> _Page_

A Scanner
iterates over a Dataset's fragments and returns data
according to given row filtering and column projection. A ScannerBuilder
can help create one.
Scanner$create()
wraps the ScannerBuilder
interface to make a Scanner
.
It takes the following arguments:
dataset
: A Dataset
or arrow_dplyr_query
object, as returned by the
dplyr
methods on Dataset
.
projection
: A character vector of column names to select columns or a
named list of expressions
filter
: A Expression
to filter the scanned rows by, or TRUE
(default)
to keep all rows.
use_threads
: logical: should scanning use multithreading? Default TRUE
use_async
: logical: should the async scanner (performs better on
high-latency/highly parallel filesystems like S3) be used? Default FALSE
...
: Additional arguments, currently ignored
ScannerBuilder
has the following methods:
$Project(cols)
: Indicate that the scan should only return columns given
by cols
, a character vector of column names
$Filter(expr)
: Filter rows by an Expression.

> _Records provided_
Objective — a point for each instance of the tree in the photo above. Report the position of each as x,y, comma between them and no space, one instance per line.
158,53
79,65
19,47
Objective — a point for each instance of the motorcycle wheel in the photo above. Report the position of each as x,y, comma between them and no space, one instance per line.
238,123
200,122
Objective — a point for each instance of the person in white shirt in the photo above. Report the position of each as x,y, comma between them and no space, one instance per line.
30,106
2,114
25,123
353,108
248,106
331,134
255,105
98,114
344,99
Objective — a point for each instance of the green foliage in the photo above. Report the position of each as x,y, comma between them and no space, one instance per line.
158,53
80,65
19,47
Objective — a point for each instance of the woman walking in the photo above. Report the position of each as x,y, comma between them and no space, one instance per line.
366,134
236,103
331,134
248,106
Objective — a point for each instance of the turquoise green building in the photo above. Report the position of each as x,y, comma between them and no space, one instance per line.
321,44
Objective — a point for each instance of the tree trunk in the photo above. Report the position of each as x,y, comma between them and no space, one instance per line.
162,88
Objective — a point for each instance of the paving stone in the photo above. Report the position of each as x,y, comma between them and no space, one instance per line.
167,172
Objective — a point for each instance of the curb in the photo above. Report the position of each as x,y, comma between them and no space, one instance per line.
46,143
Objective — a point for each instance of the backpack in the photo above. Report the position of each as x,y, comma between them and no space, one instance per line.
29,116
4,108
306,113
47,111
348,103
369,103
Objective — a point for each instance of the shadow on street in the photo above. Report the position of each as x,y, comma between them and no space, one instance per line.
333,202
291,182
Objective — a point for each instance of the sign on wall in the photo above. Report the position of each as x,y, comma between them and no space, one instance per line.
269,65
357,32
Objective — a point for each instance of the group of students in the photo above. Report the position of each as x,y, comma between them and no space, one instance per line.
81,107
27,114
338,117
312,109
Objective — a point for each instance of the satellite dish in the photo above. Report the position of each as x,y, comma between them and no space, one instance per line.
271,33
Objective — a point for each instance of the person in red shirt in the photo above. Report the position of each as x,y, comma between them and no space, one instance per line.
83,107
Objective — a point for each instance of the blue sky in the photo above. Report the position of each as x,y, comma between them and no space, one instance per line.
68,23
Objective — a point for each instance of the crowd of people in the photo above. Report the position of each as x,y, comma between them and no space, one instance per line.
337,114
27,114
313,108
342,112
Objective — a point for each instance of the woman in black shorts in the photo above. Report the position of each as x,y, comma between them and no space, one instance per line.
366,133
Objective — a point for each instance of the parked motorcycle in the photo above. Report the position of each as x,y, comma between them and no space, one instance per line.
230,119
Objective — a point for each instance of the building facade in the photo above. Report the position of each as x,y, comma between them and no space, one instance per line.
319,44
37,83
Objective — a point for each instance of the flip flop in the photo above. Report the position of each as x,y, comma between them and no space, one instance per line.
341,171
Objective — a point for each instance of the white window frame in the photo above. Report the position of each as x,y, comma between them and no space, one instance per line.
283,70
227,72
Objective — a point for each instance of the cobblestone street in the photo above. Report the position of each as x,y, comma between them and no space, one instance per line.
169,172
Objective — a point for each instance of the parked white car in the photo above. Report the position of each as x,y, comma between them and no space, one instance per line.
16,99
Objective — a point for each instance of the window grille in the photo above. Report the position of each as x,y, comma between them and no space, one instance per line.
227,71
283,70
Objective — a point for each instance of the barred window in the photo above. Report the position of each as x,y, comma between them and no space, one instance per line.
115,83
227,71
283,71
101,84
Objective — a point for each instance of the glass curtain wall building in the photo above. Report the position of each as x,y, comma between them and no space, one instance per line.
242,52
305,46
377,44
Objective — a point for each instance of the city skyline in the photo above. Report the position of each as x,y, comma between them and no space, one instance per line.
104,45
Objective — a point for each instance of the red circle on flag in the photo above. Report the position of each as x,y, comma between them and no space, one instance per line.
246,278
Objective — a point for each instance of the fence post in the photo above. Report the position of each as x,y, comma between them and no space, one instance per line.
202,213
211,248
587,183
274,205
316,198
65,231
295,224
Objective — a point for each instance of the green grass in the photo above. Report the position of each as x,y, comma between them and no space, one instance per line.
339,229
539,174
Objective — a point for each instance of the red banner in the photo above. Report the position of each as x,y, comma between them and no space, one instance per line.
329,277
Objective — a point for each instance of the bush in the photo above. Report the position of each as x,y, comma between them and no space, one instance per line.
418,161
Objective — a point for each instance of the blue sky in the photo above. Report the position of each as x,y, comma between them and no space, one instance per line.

> _What this exercise asks_
**A.** Answer these questions from the Scanner documentation:
(i) What is the default value of use_threads?
(ii) Which filesystem is named as one where the async scanner performs better?
(iii) What does the ScannerBuilder method $Filter(expr) do?
**B.** Write the next part of the Scanner documentation, starting after its last sentence.
The lines play no part in what is asked here.

> _Responses by task_
**A.**
(i) TRUE
(ii) S3
(iii) It filters rows by an Expression.

**B.**
$UseThreads(threads)
: logical: should the scan use multithreading?
The method's default input is TRUE
, but you must call the method to enable
multithreading because the scanner default is FALSE
.
$UseAsync(use_async)
: logical: should the async scanner be used?
$BatchSize(batch_size)
: integer: Maximum row count of scanned record
batches, default is 32K. If scanned record batches are overflowing memory
then this method can be called to reduce their size.
$schema
: Active binding, returns the Schema of the Dataset
$Finish()
: Returns a Scanner
Scanner
currently has a single method, $ToTable()
, which evaluates the
query and returns an Arrow Table.